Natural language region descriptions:
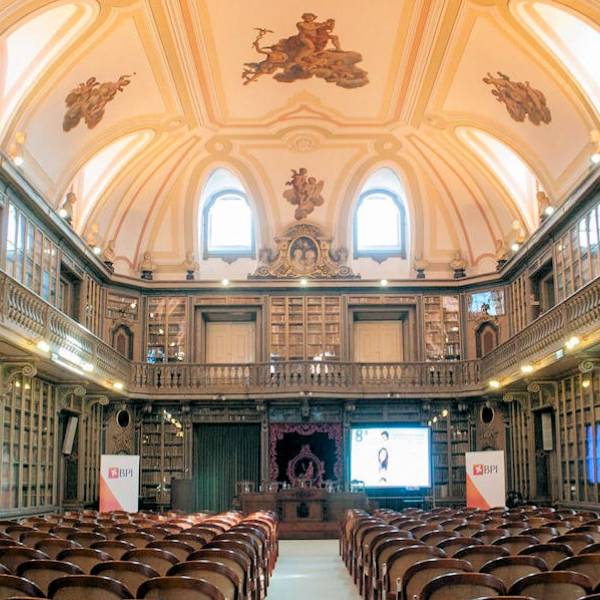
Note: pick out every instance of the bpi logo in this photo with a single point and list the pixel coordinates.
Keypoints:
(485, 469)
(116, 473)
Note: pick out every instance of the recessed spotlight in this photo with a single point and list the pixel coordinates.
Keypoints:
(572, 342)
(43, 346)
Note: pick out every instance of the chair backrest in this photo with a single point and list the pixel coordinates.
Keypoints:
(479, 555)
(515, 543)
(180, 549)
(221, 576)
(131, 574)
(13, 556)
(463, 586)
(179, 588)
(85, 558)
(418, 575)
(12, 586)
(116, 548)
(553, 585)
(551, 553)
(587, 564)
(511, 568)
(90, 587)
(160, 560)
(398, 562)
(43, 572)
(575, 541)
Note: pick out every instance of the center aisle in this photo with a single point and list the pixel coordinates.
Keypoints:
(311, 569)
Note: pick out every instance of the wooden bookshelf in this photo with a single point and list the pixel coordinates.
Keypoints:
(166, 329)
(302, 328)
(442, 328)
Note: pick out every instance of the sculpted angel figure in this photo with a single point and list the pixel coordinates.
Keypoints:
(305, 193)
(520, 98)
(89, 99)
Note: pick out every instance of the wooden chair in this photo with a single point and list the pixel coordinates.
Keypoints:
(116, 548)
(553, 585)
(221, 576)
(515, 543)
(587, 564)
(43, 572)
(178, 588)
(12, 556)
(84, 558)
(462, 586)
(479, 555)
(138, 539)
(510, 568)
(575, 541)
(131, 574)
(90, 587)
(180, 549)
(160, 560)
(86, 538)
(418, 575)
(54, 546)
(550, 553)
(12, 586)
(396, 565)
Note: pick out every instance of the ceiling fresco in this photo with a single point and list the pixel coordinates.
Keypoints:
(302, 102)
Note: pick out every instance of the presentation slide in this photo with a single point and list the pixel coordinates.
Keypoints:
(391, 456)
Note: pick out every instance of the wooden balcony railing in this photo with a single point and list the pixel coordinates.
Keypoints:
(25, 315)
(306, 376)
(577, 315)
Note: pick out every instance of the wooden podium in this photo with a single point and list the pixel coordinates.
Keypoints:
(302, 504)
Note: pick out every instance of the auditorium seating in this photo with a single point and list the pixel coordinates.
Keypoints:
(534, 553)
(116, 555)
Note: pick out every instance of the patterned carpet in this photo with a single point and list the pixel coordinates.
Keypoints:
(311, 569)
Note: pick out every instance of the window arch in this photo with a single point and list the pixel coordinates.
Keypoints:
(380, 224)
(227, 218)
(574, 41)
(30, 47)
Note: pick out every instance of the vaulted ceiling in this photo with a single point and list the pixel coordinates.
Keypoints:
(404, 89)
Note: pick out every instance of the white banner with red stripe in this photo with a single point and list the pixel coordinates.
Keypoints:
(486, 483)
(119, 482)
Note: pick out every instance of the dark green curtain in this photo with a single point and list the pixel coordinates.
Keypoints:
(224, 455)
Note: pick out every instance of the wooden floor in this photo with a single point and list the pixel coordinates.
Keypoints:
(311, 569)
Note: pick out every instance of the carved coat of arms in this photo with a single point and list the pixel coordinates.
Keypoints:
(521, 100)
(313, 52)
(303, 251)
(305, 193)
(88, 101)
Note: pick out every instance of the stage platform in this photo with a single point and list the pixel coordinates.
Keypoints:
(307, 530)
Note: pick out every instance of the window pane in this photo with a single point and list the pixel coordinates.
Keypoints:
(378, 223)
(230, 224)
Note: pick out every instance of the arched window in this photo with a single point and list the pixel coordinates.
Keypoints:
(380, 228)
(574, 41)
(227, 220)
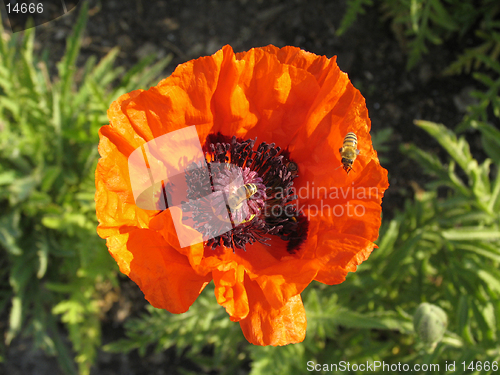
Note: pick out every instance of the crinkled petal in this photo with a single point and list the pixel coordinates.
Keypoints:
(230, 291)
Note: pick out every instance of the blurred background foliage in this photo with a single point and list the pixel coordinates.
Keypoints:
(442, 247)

# [Task to carry out]
For every line in the data above that has the string "ceiling", return that line.

# [Answer]
Note: pick out every instance of the ceiling fresco in this photo with a single point and list the pixel coordinates.
Note: pick out every instance of the vaulted ceiling in this photo with a single point and list the pixel coordinates.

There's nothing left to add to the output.